**Work order**. Lines with "wooden": please show every one of them from the listing below.

================================

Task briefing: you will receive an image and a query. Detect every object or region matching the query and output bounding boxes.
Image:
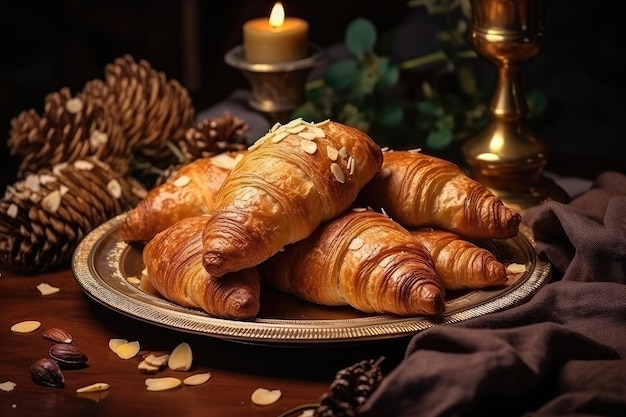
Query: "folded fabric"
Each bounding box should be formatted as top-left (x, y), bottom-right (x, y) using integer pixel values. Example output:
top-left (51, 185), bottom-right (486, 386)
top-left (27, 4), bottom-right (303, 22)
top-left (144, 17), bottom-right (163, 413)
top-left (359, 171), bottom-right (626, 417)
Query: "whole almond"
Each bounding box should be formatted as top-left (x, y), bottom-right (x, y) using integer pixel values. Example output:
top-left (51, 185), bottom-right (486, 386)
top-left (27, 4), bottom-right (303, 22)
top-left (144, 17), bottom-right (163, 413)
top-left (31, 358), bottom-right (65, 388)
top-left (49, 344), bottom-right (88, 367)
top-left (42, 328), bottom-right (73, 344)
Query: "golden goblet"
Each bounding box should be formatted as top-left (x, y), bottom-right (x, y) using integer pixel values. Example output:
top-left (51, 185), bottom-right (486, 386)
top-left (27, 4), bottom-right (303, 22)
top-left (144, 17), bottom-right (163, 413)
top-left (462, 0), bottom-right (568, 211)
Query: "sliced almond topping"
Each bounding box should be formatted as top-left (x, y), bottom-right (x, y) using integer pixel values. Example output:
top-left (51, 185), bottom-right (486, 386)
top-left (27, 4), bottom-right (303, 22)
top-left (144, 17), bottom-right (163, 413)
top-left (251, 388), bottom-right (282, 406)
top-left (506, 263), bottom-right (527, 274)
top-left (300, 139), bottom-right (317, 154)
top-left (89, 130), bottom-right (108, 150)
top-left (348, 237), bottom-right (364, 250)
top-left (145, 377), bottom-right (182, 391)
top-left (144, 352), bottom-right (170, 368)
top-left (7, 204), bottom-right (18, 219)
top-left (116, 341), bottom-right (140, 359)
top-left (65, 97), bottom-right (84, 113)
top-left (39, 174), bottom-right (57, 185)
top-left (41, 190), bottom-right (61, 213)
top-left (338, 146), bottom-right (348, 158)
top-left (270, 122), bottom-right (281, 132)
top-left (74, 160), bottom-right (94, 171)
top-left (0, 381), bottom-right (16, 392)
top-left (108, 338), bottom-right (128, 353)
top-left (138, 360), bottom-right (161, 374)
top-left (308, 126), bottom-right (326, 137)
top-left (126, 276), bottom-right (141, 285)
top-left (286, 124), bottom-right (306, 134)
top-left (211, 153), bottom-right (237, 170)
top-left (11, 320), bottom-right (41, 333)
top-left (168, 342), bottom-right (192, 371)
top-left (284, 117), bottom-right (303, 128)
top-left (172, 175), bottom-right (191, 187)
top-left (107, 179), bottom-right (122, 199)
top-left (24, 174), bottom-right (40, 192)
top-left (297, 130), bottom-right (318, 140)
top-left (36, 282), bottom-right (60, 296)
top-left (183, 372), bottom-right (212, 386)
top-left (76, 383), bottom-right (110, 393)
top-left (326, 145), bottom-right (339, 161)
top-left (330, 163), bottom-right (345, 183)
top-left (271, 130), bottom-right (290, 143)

================================

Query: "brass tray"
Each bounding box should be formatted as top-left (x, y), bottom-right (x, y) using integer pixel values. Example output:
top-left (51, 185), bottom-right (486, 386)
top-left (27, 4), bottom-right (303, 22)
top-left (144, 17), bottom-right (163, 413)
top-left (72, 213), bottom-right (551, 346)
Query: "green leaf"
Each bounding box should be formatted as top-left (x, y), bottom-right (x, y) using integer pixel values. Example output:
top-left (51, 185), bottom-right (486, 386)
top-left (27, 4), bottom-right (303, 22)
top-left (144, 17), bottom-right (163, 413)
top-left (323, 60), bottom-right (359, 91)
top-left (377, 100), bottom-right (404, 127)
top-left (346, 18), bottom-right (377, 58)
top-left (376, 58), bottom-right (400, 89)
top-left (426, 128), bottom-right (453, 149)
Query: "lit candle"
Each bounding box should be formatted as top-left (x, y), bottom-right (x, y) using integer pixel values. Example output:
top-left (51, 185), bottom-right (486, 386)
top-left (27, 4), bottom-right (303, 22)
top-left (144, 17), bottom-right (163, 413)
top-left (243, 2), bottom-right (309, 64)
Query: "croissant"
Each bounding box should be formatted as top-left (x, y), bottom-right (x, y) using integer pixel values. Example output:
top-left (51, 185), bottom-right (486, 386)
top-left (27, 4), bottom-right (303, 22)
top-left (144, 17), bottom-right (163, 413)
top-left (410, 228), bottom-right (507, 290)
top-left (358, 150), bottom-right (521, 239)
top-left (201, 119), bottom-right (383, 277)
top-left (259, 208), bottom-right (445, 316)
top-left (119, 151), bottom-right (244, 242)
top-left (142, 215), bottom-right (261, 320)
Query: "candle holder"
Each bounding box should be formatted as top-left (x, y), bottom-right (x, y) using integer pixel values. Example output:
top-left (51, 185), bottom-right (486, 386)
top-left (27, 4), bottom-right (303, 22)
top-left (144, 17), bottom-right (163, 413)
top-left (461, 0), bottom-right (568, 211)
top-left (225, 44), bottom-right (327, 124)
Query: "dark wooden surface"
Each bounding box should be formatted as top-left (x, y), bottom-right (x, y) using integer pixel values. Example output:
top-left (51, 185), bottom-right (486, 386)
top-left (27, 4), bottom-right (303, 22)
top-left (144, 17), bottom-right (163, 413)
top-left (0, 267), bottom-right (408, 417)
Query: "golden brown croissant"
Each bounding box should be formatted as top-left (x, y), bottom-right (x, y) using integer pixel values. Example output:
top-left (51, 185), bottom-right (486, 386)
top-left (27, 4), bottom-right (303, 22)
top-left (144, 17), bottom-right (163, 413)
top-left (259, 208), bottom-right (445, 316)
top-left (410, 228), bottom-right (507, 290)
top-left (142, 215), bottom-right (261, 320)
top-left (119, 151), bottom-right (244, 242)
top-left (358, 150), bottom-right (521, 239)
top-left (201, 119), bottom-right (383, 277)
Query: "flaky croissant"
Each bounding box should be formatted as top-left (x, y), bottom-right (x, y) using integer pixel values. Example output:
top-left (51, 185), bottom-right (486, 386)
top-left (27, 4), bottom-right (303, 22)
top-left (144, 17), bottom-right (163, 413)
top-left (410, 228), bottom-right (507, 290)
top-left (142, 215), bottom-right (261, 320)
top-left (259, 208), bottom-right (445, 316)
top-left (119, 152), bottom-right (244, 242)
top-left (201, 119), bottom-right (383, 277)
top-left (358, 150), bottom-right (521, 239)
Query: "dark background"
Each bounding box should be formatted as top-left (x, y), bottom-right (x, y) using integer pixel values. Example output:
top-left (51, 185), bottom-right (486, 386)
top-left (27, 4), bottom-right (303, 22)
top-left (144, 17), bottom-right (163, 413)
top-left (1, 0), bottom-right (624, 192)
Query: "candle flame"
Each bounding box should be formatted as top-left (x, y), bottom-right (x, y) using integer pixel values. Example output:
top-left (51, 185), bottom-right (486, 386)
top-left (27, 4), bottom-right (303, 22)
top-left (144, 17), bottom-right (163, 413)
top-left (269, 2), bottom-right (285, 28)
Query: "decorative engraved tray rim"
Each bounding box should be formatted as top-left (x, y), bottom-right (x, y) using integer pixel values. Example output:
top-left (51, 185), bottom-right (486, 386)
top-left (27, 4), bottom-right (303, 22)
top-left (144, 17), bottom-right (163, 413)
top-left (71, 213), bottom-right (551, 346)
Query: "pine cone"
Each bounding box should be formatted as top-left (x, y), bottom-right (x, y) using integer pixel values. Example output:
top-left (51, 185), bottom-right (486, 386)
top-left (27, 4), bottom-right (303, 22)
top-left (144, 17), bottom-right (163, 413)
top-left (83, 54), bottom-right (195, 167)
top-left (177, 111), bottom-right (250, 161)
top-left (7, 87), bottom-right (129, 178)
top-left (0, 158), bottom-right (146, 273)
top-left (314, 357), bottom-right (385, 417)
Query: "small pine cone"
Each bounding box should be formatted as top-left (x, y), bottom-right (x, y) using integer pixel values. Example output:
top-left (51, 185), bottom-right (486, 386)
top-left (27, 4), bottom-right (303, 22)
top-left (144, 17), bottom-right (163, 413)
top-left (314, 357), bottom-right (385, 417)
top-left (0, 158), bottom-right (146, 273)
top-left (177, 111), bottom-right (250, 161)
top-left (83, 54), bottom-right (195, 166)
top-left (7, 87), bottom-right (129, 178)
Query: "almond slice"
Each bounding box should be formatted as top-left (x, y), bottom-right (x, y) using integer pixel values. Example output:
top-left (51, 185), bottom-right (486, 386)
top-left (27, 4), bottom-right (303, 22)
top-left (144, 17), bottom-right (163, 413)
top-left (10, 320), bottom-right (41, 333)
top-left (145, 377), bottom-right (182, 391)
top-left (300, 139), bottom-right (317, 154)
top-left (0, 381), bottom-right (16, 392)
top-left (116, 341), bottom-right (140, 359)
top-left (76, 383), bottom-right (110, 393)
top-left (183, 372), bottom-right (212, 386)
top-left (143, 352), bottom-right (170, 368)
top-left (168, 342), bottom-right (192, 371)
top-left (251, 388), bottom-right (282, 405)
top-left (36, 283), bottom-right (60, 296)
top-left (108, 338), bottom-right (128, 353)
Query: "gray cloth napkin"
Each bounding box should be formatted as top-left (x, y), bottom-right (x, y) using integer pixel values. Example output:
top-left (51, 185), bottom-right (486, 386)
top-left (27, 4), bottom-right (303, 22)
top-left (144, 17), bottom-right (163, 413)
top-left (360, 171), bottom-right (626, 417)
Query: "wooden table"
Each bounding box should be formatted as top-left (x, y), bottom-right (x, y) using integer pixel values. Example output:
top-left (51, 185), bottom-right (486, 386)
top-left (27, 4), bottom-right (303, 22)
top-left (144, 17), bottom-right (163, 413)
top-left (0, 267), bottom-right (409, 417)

================================

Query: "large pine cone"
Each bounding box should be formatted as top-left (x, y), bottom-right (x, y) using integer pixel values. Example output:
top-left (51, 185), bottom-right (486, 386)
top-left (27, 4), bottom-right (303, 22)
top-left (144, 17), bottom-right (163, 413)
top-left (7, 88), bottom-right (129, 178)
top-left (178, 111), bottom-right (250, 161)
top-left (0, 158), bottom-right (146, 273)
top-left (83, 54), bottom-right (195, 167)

================================

**Result of the exercise**.
Query: "dark wooden surface"
Query: "wooden table"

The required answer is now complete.